*REQUIRED ACTION*: As the answer, give a copy of each line below that includes the word "positive".

*** MATERIAL TO PROCESS ***

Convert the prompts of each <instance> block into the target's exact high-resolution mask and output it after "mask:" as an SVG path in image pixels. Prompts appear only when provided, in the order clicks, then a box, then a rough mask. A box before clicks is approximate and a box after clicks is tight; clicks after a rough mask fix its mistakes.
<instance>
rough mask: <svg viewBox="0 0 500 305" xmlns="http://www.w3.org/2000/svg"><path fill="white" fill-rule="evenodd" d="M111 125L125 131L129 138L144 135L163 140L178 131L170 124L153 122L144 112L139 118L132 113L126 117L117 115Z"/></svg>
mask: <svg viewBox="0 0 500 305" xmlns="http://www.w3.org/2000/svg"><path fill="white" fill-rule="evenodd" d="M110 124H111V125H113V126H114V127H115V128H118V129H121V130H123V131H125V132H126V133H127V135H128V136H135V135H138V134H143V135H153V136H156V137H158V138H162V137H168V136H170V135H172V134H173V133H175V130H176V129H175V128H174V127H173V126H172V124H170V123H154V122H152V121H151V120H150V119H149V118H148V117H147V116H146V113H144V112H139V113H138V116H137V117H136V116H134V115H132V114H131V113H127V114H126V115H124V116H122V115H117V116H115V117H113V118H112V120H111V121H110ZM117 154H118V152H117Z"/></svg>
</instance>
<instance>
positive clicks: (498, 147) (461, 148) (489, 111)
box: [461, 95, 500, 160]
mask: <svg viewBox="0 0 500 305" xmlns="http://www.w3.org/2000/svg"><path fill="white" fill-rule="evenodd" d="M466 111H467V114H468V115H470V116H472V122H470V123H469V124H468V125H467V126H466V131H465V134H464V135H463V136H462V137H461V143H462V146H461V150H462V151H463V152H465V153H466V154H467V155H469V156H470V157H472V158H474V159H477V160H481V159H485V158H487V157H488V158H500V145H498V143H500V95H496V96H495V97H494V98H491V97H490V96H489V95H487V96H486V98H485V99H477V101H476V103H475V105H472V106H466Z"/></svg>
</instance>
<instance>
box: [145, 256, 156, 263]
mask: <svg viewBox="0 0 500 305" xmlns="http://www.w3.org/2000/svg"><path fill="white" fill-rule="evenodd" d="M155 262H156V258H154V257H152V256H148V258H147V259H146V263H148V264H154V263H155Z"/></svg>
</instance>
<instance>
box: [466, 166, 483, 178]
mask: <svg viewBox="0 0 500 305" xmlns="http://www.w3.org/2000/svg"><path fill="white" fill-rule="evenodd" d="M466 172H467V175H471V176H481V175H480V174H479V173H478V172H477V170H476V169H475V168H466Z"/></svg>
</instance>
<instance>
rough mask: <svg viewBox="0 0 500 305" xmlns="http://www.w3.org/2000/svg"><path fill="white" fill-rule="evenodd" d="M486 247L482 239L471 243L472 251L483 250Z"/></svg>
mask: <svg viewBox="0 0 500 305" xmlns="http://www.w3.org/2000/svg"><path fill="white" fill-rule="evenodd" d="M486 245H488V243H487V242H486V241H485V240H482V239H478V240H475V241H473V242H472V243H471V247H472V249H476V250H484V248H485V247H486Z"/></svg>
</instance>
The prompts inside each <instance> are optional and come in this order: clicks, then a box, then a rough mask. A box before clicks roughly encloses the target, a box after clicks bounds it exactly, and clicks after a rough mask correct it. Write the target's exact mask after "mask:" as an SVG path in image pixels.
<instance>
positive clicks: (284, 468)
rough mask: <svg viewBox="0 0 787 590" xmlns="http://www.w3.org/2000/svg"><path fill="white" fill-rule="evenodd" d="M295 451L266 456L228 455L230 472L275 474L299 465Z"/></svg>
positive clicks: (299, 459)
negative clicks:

*** End of MATERIAL TO PROCESS ***

*RESPONSE*:
positive clicks: (498, 147) (461, 148) (489, 111)
positive clicks: (284, 468)
positive clicks: (299, 459)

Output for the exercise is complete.